--- TASK INPUTS Enclosed Below ---
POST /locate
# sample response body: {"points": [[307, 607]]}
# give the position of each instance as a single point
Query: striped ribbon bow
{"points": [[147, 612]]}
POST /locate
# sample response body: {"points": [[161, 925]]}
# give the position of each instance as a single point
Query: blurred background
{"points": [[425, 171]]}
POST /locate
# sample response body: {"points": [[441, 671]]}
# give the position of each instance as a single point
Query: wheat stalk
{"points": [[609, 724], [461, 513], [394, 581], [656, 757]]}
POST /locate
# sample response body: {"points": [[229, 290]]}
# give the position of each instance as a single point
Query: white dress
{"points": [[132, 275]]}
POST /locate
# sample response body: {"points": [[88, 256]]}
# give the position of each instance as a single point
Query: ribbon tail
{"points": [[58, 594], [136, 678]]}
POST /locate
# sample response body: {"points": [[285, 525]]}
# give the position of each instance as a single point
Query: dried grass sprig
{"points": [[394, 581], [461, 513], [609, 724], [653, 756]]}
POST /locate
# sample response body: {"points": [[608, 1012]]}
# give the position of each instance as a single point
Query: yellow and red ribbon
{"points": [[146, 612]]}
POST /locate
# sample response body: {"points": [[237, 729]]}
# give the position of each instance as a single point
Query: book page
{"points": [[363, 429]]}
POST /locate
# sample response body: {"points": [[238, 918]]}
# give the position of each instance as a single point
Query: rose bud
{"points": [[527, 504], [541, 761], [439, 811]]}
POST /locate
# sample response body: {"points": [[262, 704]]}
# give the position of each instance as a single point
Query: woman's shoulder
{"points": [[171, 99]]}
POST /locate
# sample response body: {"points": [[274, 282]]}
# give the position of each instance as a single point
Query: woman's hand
--- End of Enclosed TASK INPUTS ---
Please transcribe the data shown above in full, exactly as it stands.

POST /locate
# sample response body: {"points": [[307, 607]]}
# give the position of each instance as a single point
Query: striped ribbon bow
{"points": [[147, 612]]}
POST /locate
# sample response body: {"points": [[161, 925]]}
# give the position of each instance as a single point
Query: blurred background
{"points": [[425, 171]]}
POST /locate
# sample response body: {"points": [[441, 671]]}
# give the position of each instance as a single point
Query: wheat stalk
{"points": [[609, 724], [461, 513], [394, 581], [656, 757]]}
POST /locate
# sample response body: {"points": [[229, 290]]}
# give the position of each instance as a single point
Query: white dress
{"points": [[132, 275]]}
POST /locate
# sample response body: {"points": [[88, 256]]}
# give the position of each instance as a single point
Query: ribbon tail
{"points": [[58, 594], [136, 678]]}
POST /locate
# sample response body: {"points": [[285, 525]]}
# give the position of each instance as a single point
Query: dried grass sprig
{"points": [[394, 581], [461, 513], [609, 724], [653, 756]]}
POST /locate
# sample response body: {"points": [[608, 1012]]}
# give the position of each instance as a single point
Query: yellow and red ribbon
{"points": [[146, 612]]}
POST /locate
# sample response body: {"points": [[237, 729]]}
# give the position of each instance as a single point
Query: book page
{"points": [[363, 429]]}
POST /locate
# sample response body: {"points": [[238, 918]]}
# give the position of each instance as a single point
Query: rose bud
{"points": [[527, 504], [541, 761], [439, 811]]}
POST /locate
# sample response body: {"points": [[262, 704]]}
# give the position of each instance as a single point
Query: woman's shoulder
{"points": [[171, 99]]}
POST /locate
# sample response body: {"points": [[274, 282]]}
# give the position of each instance as a single point
Query: woman's hand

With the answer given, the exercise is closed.